* _Exercise brief_:
Rewrite the material below as a numbered list with one line per item, omitting any blank lines.

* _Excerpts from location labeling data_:

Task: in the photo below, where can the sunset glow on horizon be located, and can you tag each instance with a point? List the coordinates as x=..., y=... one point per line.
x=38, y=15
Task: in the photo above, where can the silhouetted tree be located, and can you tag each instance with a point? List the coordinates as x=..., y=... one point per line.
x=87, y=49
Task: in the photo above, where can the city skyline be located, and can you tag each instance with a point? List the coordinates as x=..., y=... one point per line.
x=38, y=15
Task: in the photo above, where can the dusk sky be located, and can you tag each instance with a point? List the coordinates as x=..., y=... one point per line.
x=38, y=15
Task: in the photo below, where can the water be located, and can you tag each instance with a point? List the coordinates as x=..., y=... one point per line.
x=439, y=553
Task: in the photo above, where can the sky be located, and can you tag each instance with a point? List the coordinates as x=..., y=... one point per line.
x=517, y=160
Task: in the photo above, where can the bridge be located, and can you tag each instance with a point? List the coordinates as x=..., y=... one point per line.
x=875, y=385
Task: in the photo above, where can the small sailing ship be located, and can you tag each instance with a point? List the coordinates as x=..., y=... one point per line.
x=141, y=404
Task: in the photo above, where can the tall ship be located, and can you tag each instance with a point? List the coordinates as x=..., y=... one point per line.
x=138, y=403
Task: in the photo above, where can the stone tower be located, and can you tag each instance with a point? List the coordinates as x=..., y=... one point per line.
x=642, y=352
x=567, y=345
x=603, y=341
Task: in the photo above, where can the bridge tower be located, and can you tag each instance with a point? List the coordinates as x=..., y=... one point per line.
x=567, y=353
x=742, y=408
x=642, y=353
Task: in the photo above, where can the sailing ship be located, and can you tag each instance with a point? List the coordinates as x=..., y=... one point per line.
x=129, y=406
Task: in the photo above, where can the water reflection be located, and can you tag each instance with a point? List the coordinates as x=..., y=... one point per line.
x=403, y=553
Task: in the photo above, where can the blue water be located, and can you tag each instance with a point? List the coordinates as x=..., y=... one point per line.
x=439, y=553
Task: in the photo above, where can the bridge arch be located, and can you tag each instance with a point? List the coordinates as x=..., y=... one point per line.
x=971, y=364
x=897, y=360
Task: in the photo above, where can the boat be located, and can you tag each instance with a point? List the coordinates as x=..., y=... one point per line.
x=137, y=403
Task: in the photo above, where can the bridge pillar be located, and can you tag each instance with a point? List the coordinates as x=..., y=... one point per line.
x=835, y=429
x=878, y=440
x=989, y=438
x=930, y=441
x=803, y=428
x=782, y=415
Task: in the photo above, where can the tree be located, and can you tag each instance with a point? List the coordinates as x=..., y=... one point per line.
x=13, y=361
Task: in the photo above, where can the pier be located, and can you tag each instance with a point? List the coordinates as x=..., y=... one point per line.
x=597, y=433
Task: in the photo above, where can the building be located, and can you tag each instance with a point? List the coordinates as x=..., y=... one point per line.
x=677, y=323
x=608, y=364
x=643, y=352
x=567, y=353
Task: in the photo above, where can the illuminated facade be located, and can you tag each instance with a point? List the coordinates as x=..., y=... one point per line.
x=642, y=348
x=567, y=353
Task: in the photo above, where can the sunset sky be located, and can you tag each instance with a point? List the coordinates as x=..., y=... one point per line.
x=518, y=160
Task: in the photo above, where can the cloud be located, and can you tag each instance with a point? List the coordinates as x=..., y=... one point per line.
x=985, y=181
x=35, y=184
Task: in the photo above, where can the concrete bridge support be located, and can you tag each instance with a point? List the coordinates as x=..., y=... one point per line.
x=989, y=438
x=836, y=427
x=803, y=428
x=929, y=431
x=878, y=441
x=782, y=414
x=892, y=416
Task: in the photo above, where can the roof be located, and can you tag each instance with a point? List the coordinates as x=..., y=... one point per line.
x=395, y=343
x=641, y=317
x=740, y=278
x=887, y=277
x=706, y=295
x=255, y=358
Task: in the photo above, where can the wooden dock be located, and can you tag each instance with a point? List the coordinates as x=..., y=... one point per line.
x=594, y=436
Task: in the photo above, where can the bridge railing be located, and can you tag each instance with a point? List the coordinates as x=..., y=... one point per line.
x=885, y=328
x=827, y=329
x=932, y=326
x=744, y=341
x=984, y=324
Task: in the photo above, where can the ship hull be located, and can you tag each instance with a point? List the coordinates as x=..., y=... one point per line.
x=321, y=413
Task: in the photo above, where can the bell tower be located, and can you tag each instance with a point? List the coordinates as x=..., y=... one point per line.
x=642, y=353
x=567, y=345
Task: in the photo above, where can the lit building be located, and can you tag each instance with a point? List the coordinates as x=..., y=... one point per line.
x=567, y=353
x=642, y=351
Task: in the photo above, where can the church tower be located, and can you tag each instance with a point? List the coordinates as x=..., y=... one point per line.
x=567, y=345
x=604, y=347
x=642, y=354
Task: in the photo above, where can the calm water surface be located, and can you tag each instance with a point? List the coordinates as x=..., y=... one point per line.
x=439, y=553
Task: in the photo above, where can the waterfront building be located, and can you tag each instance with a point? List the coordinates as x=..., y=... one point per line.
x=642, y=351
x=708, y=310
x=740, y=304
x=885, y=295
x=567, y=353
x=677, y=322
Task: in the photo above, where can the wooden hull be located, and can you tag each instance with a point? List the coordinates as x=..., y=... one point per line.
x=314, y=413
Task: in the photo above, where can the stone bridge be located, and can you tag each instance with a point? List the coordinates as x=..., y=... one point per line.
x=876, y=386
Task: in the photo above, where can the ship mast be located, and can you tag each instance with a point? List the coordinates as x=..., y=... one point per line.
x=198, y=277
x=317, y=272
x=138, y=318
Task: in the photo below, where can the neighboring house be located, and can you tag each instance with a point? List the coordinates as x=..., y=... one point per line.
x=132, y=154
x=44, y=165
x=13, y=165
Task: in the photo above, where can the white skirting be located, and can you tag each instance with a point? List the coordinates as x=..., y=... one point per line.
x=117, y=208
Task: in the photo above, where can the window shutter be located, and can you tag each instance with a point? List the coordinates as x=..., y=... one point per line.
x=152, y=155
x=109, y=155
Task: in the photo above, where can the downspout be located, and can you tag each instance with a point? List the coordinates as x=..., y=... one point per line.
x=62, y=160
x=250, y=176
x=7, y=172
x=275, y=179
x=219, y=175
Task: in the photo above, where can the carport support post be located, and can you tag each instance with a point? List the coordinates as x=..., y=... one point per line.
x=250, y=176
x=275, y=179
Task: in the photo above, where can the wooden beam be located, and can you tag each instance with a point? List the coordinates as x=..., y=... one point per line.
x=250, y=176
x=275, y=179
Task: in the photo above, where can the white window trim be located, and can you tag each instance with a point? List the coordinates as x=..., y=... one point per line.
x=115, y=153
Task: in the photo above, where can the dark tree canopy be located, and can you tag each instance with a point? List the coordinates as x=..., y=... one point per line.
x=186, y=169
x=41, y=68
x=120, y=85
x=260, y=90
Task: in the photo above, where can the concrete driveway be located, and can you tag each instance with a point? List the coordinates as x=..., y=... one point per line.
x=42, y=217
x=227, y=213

* _Response_:
1. Task: in the photo below, where can the sunset glow on horizon be located, and can you tag each instance with a point? List the coordinates as x=..., y=... one point per line.
2. x=38, y=15
3. Task: in the photo above, where can the silhouetted tree be located, and can you tag each instance with a point? List the coordinates as x=..., y=... one point per line.
4. x=87, y=49
5. Task: in the photo above, where can the city skyline be located, and can you tag each instance with a point? List the coordinates as x=..., y=... one point per line.
6. x=38, y=15
7. Task: in the photo above, where can the dusk sky be located, and can you tag each instance with a point? List the coordinates as x=..., y=... one point per line.
8. x=38, y=15
9. Task: in the photo below, where can the water be located, and can you tag each instance with a point? List the coordinates as x=..., y=... one point per line.
10. x=439, y=553
11. Task: in the photo above, where can the sky be located, and can you tag each instance with a point? List the coordinates as x=..., y=... one point per line.
12. x=517, y=160
13. Task: in the photo above, where can the bridge be located, and can you tag each instance with a point? List the coordinates as x=..., y=... one point per line.
14. x=875, y=385
15. Task: in the photo above, where can the small sailing ship be located, and can you tag each instance with a point? List the coordinates as x=..., y=... one point per line.
16. x=141, y=404
17. Task: in the photo above, where can the tall ship be located, and can you tag each instance with a point? List the coordinates as x=..., y=... one point per line.
18. x=138, y=403
19. Task: in the photo above, where can the stone tower be located, and can you tag each instance with a point? List the coordinates as x=..., y=... one point per line.
20. x=642, y=352
21. x=567, y=345
22. x=603, y=341
23. Task: in the photo above, where can the bridge tower be located, and can you tag each instance with a point? List the coordinates as x=..., y=... one point per line.
24. x=567, y=353
25. x=742, y=408
26. x=642, y=353
27. Task: in the photo above, where can the sailing ship be located, and can you tag each instance with a point? List the coordinates as x=..., y=... one point per line.
28. x=129, y=406
29. Task: in the photo above, where can the water reflection be located, and can you tag each instance with a point? List the coordinates as x=..., y=... one point per line.
30. x=403, y=553
31. Task: in the photo above, where can the blue water be located, and can you tag each instance with a point? List the coordinates as x=..., y=... one point per line.
32. x=439, y=553
33. Task: in the photo above, where can the bridge arch be located, and can you tag each instance with a point? List the coordinates as x=..., y=... one point per line.
34. x=971, y=364
35. x=897, y=360
36. Task: in the photo above, where can the boat be located, and can you tag each instance with a point? List the coordinates as x=..., y=... one point per line.
37. x=137, y=403
38. Task: in the photo above, where can the bridge pillar be located, and can you tag each instance with a point? List the coordinates as x=..., y=... one point per line.
39. x=835, y=429
40. x=878, y=440
41. x=989, y=438
42. x=930, y=441
43. x=803, y=428
44. x=782, y=415
45. Task: in the photo above, where can the tree be located, and can you tag each instance with a point? List the coordinates as x=..., y=... one point per line.
46. x=13, y=361
47. Task: in the photo above, where can the pier be located, and can you tag each instance with a point? List the coordinates as x=..., y=... one point per line.
48. x=597, y=433
49. Task: in the photo above, where can the building be located, and can you tag each instance with a point? List the coordinates as x=..., y=... one point per line.
50. x=677, y=323
51. x=608, y=364
52. x=643, y=352
53. x=567, y=353
54. Task: in the photo above, where can the illuminated facade be located, and can you tag each instance with a point? List the coordinates as x=..., y=... one point per line.
55. x=642, y=348
56. x=567, y=353
57. Task: in the photo above, where can the sunset sky be located, and can you tag each instance with a point? List the coordinates as x=..., y=... one point per line.
58. x=518, y=160
59. Task: in the photo above, where can the cloud be located, and can you tag each instance with a point? List the coordinates as x=..., y=... one point per line.
60. x=985, y=181
61. x=35, y=184
62. Task: in the photo above, where can the concrete bridge support be located, and can you tag each instance with a point? List the coordinates as x=..., y=... one point per line.
63. x=989, y=438
64. x=836, y=427
65. x=803, y=428
66. x=929, y=431
67. x=878, y=441
68. x=782, y=414
69. x=892, y=416
70. Task: in the photo above, where can the roof be located, and can you tag each instance with a point? List the coordinates as x=..., y=... one point per line.
71. x=395, y=343
72. x=641, y=317
73. x=740, y=278
74. x=887, y=277
75. x=706, y=295
76. x=255, y=358
77. Task: in the photo above, where can the wooden dock be located, and can you tag each instance with a point? List the coordinates as x=..., y=... one point per line.
78. x=594, y=436
79. Task: in the photo above, where can the bridge railing be located, and can you tag each instance with a point? List the coordinates as x=..., y=... one point per line.
80. x=885, y=328
81. x=827, y=329
82. x=932, y=326
83. x=744, y=341
84. x=984, y=324
85. Task: in the photo above, where can the ship hull be located, and can you tag each instance with a point? List the coordinates as x=..., y=... one point per line.
86. x=321, y=413
87. Task: in the photo above, where can the bell tower be located, and can you tag each instance with a point? List the coordinates as x=..., y=... one point per line.
88. x=642, y=353
89. x=567, y=345
90. Task: in the photo above, where can the lit building be located, and can you tag each instance with a point? List the coordinates as x=..., y=... one point per line.
91. x=567, y=353
92. x=642, y=351
93. Task: in the photo above, where can the church tower be located, and can you tag each instance with a point? List the coordinates as x=..., y=... one point per line.
94. x=567, y=345
95. x=604, y=347
96. x=642, y=354
97. Task: in the photo above, where can the calm water surface be located, and can you tag each instance with a point? List the coordinates as x=..., y=... one point per line.
98. x=439, y=553
99. Task: in the photo above, where can the waterfront building be located, and can you tag each instance with a point? List the coordinates as x=..., y=... one point per line.
100. x=642, y=351
101. x=708, y=310
102. x=740, y=304
103. x=885, y=295
104. x=567, y=353
105. x=677, y=322
106. Task: in the photo above, where can the wooden hull be located, and can you tag each instance with a point? List the coordinates as x=..., y=... one point per line.
107. x=314, y=413
108. Task: in the photo above, where can the stone bridge be located, and can you tag each instance with a point? List the coordinates as x=..., y=... one point per line.
109. x=876, y=386
110. Task: in the photo above, where can the ship mast be located, and can you tag each instance with a point? List the coordinates as x=..., y=... one point per line.
111. x=198, y=277
112. x=317, y=272
113. x=138, y=318
114. Task: in the photo below, where can the neighboring house be located, and can you tag each instance with a point? List the coordinates as x=..., y=... one point per line.
115. x=132, y=154
116. x=44, y=165
117. x=13, y=165
118. Task: in the photo above, where can the white skirting be located, and can you tag each instance with a point? List the coordinates as x=..., y=... one point per line.
119. x=117, y=208
120. Task: in the photo above, where can the window shutter be located, and can you tag each instance with a point? List the coordinates as x=..., y=... one point per line.
121. x=152, y=155
122. x=109, y=155
123. Task: in the photo above, where can the downspout be located, and can you tag each instance with a point? List the coordinates as x=..., y=... one point per line.
124. x=62, y=160
125. x=250, y=176
126. x=7, y=172
127. x=275, y=179
128. x=219, y=175
129. Task: in the photo above, where can the carport support post be located, and can you tag each instance with a point? List the coordinates as x=..., y=... one point per line.
130. x=250, y=176
131. x=275, y=179
132. Task: in the photo above, where can the wooden beam be located, and can you tag each instance with a point? List the coordinates as x=..., y=... one point per line.
133. x=250, y=176
134. x=275, y=179
135. Task: in the photo above, where can the white window trim be located, and can you tag each instance with a point? List the coordinates as x=..., y=... one point per line.
136. x=115, y=153
137. Task: in the photo above, where can the dark tree canopy be located, and can you tag each instance with a point? List the coordinates as x=..., y=... one point per line.
138. x=186, y=169
139. x=41, y=68
140. x=120, y=85
141. x=260, y=90
142. Task: in the photo above, where can the concrete driveway be located, and can you tag each instance with a point? List the coordinates as x=..., y=... one point per line.
143. x=42, y=217
144. x=227, y=213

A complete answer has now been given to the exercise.